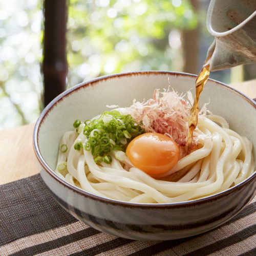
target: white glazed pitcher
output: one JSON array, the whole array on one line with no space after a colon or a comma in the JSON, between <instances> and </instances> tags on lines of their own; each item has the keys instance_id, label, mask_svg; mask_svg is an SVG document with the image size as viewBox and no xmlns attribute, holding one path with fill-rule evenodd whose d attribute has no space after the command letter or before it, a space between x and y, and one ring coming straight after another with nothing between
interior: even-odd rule
<instances>
[{"instance_id":1,"label":"white glazed pitcher","mask_svg":"<svg viewBox=\"0 0 256 256\"><path fill-rule=\"evenodd\" d=\"M256 0L211 0L207 26L210 71L256 61Z\"/></svg>"}]
</instances>

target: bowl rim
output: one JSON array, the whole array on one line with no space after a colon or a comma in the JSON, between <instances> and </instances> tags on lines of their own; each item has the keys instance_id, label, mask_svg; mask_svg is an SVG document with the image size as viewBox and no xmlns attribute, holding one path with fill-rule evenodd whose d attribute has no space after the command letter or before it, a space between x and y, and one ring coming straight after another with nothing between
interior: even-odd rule
<instances>
[{"instance_id":1,"label":"bowl rim","mask_svg":"<svg viewBox=\"0 0 256 256\"><path fill-rule=\"evenodd\" d=\"M134 76L134 75L150 75L151 74L154 75L175 75L177 76L183 76L183 77L190 77L192 78L196 78L197 75L186 73L179 72L173 72L173 71L136 71L131 72L125 72L125 73L119 73L117 74L114 74L111 75L105 75L103 76L100 76L94 78L85 82L79 83L66 91L64 91L54 99L53 99L42 110L41 114L40 114L38 118L37 119L35 125L35 127L34 129L34 132L33 134L33 146L35 154L37 159L40 165L40 167L46 171L46 172L50 175L56 181L57 181L61 185L65 186L66 188L73 190L74 192L76 192L82 196L85 196L86 197L89 197L90 199L100 201L106 203L110 203L111 204L114 205L119 205L125 207L136 207L136 208L147 208L150 207L151 208L175 208L177 207L180 207L181 206L186 207L195 204L201 204L210 201L215 201L217 200L218 198L221 198L223 196L227 196L228 194L231 193L233 191L236 190L239 190L244 185L244 184L250 183L252 181L253 179L256 179L256 172L252 173L249 177L247 177L245 180L243 181L242 182L237 184L236 185L230 187L225 190L220 192L216 194L214 194L211 196L209 196L203 198L200 198L198 199L194 199L193 200L190 200L185 202L179 202L176 203L133 203L129 202L125 202L122 201L118 201L115 199L112 199L110 198L104 198L99 196L97 196L96 195L93 194L89 192L87 192L81 188L77 187L72 184L69 183L66 180L62 179L60 176L59 176L52 169L50 166L47 164L46 162L45 161L42 156L40 154L40 150L39 149L38 142L38 134L40 130L40 126L44 121L45 118L48 115L48 113L50 111L51 109L58 102L62 100L63 99L72 93L77 90L79 90L81 88L89 86L90 85L92 85L94 83L97 83L101 80L110 79L112 78L115 78L117 77L122 77L129 76ZM235 93L239 94L240 96L245 99L250 104L251 104L254 109L256 109L256 102L253 101L252 99L250 99L249 97L244 94L243 93L239 92L236 89L231 87L223 82L220 82L219 81L209 78L208 80L212 81L217 83L217 85L220 86L221 87L224 87L229 90L234 92Z\"/></svg>"}]
</instances>

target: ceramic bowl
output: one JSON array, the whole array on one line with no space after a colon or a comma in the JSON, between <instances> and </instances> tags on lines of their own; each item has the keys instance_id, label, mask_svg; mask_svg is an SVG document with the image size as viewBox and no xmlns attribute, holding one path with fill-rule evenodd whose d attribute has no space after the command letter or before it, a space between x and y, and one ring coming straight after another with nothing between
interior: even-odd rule
<instances>
[{"instance_id":1,"label":"ceramic bowl","mask_svg":"<svg viewBox=\"0 0 256 256\"><path fill-rule=\"evenodd\" d=\"M62 180L54 172L59 141L73 130L76 119L90 119L107 104L130 106L134 98L152 97L155 88L167 89L168 80L179 92L191 89L195 75L150 71L119 74L75 86L54 99L42 111L34 130L33 144L40 175L56 201L78 220L100 231L135 240L167 240L199 234L223 224L237 214L255 195L256 174L227 190L201 199L167 204L131 203L92 195ZM247 136L254 145L256 105L223 83L209 80L200 105L222 116L231 129Z\"/></svg>"}]
</instances>

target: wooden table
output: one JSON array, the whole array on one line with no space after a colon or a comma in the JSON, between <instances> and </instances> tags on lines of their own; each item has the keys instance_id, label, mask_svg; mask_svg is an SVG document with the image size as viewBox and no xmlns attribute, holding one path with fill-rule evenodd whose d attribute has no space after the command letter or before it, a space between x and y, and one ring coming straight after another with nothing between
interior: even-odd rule
<instances>
[{"instance_id":1,"label":"wooden table","mask_svg":"<svg viewBox=\"0 0 256 256\"><path fill-rule=\"evenodd\" d=\"M231 84L256 98L256 79ZM32 136L34 123L0 131L0 184L38 173Z\"/></svg>"}]
</instances>

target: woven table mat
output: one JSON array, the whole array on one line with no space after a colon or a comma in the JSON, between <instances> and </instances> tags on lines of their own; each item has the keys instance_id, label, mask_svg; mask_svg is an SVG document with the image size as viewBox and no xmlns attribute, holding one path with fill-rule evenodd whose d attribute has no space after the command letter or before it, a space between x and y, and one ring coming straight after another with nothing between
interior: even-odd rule
<instances>
[{"instance_id":1,"label":"woven table mat","mask_svg":"<svg viewBox=\"0 0 256 256\"><path fill-rule=\"evenodd\" d=\"M39 174L0 186L0 255L255 255L256 197L221 227L191 238L133 241L78 221Z\"/></svg>"}]
</instances>

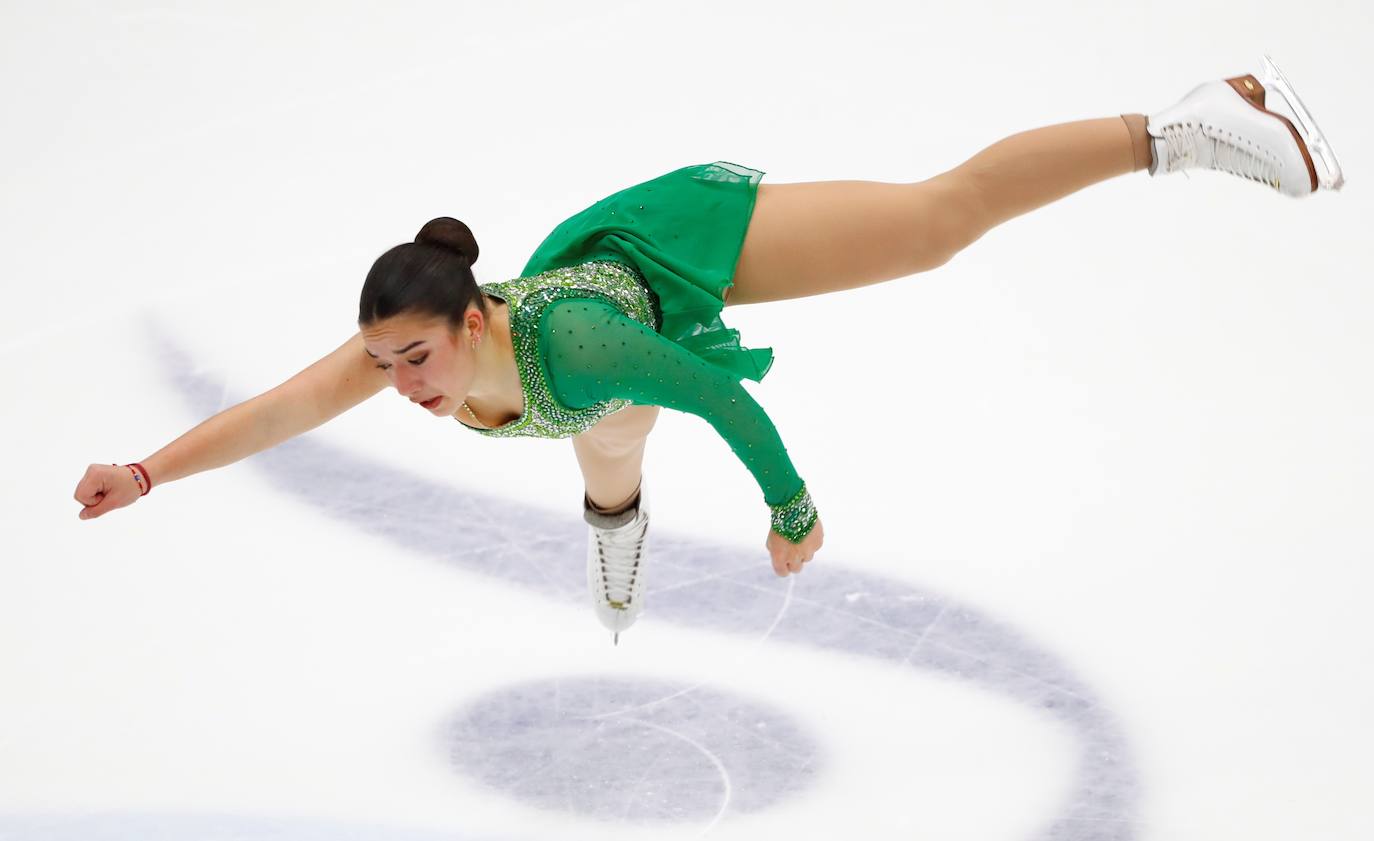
────────────────────────────────────────
■ What is being asked
Convert every line of the material above into a Markdown table with the columns Row and Line, numbering the rows in order. Leave out the blank lines and the pictures.

■ Finished answer
| Row | Line |
|---|---|
| 1 | target: white glazed pitcher |
| 2 | output: one JSON array, the whole array on one line with no space after a colon or a comma in the JSON, between <instances> and </instances> tags on lines of their own; each item has the keys instance_id, label, mask_svg; mask_svg is an SVG document with the image size as viewBox and no xmlns attribute, holding one path with fill-rule evenodd whose d attribute has no space after the command letter or before it, a space between x and y, and one ring coming straight after another with nothing between |
| 3 | interior: even-odd rule |
| 4 | <instances> |
| 5 | [{"instance_id":1,"label":"white glazed pitcher","mask_svg":"<svg viewBox=\"0 0 256 256\"><path fill-rule=\"evenodd\" d=\"M256 0L211 0L207 26L210 71L256 61Z\"/></svg>"}] |
| 6 | </instances> |
| 7 | target: bowl rim |
| 8 | output: one JSON array, the whole array on one line with no space after a colon or a comma in the JSON, between <instances> and </instances> tags on lines of their own; each item has the keys instance_id, label, mask_svg; mask_svg is an SVG document with the image size as viewBox and no xmlns attribute, holding one path with fill-rule evenodd whose d attribute has no space after the command letter or before it, a space between x and y, and one ring coming straight after another with nothing between |
| 9 | interior: even-odd rule |
| 10 | <instances> |
| 11 | [{"instance_id":1,"label":"bowl rim","mask_svg":"<svg viewBox=\"0 0 256 256\"><path fill-rule=\"evenodd\" d=\"M134 76L134 75L150 75L151 74L154 75L175 75L177 76L183 76L183 77L190 77L192 78L196 78L197 75L186 73L179 72L173 72L173 71L136 71L131 72L125 72L125 73L119 73L117 74L114 74L111 75L105 75L103 76L100 76L94 78L85 82L79 83L66 91L64 91L54 99L53 99L42 110L41 114L40 114L38 118L37 119L35 125L35 127L34 129L34 132L33 134L33 146L35 154L37 159L40 165L40 167L46 171L46 172L50 175L56 181L57 181L61 185L65 186L66 188L73 190L74 192L76 192L82 196L85 196L86 197L89 197L90 199L100 201L106 203L110 203L111 204L114 205L119 205L125 207L136 207L136 208L147 208L150 207L151 208L175 208L177 207L180 207L181 206L186 207L195 204L201 204L210 201L215 201L217 200L218 198L221 198L223 196L227 196L228 194L231 193L233 191L236 190L239 190L244 185L244 184L250 183L252 181L253 179L256 179L256 172L252 173L249 177L247 177L245 180L243 181L242 182L237 184L236 185L230 187L225 190L220 192L216 194L214 194L211 196L209 196L203 198L200 198L198 199L194 199L193 200L190 200L185 202L179 202L176 203L133 203L129 202L125 202L122 201L118 201L115 199L112 199L110 198L104 198L99 196L97 196L96 195L93 194L89 192L87 192L81 188L77 187L72 184L69 183L66 180L62 179L60 176L59 176L52 169L50 166L47 164L46 162L45 161L42 156L40 154L40 150L39 149L38 142L38 134L40 130L40 126L44 121L45 118L48 115L48 113L50 111L51 109L58 102L62 100L63 99L72 93L77 90L79 90L81 88L89 86L90 85L92 85L94 83L97 83L101 80L110 79L112 78L115 78L117 77L122 77L129 76ZM235 93L239 94L240 96L245 99L250 104L251 104L254 109L256 109L256 102L253 101L252 99L250 99L249 97L244 94L243 93L239 92L236 89L231 87L223 82L220 82L219 81L209 78L208 80L212 81L217 83L217 85L220 86L221 87L224 87L229 90L234 92Z\"/></svg>"}] |
| 12 | </instances> |
| 13 | target: ceramic bowl |
| 14 | output: one JSON array, the whole array on one line with no space after a colon or a comma in the JSON, between <instances> and </instances> tags on lines of their own; each item has the keys instance_id, label, mask_svg; mask_svg is an SVG document with the image size as viewBox and no xmlns attribute, holding one path with fill-rule evenodd whose d attribute has no space after the command letter or before it, a space between x and y, and one ring coming straight after another with nothing between |
| 15 | interior: even-odd rule |
| 16 | <instances> |
| 17 | [{"instance_id":1,"label":"ceramic bowl","mask_svg":"<svg viewBox=\"0 0 256 256\"><path fill-rule=\"evenodd\" d=\"M62 180L54 172L59 141L73 130L76 119L90 119L107 104L130 106L134 98L152 97L155 88L167 89L168 80L179 92L191 89L195 75L150 71L119 74L75 86L54 99L42 111L34 130L33 144L40 175L56 201L78 220L100 231L135 240L167 240L199 234L223 224L237 214L255 195L256 174L227 190L201 199L167 204L131 203L92 195ZM247 136L254 145L256 105L223 83L209 80L200 105L222 116L231 129Z\"/></svg>"}] |
| 18 | </instances> |
| 19 | target: wooden table |
| 20 | output: one JSON array, the whole array on one line with no space after a colon or a comma in the JSON, between <instances> and </instances> tags on lines of their own; each item has the keys instance_id, label, mask_svg; mask_svg is an SVG document with the image size as viewBox and no xmlns attribute, holding one path with fill-rule evenodd whose d attribute has no space after the command letter or before it, a space between x and y, and one ring coming straight after another with nothing between |
| 21 | interior: even-odd rule |
| 22 | <instances> |
| 23 | [{"instance_id":1,"label":"wooden table","mask_svg":"<svg viewBox=\"0 0 256 256\"><path fill-rule=\"evenodd\" d=\"M231 84L256 98L256 79ZM32 136L34 123L0 131L0 184L38 173Z\"/></svg>"}] |
| 24 | </instances> |
| 25 | target: woven table mat |
| 26 | output: one JSON array, the whole array on one line with no space after a colon or a comma in the JSON, between <instances> and </instances> tags on lines of their own; each item has the keys instance_id, label, mask_svg; mask_svg is an SVG document with the image size as viewBox and no xmlns attribute, holding one path with fill-rule evenodd whose d attribute has no space after the command letter or before it, a space between x and y, and one ring coming straight after another with nothing between |
| 27 | interior: even-odd rule |
| 28 | <instances> |
| 29 | [{"instance_id":1,"label":"woven table mat","mask_svg":"<svg viewBox=\"0 0 256 256\"><path fill-rule=\"evenodd\" d=\"M39 174L0 186L0 255L255 255L256 197L221 227L191 238L133 241L78 221Z\"/></svg>"}] |
| 30 | </instances> |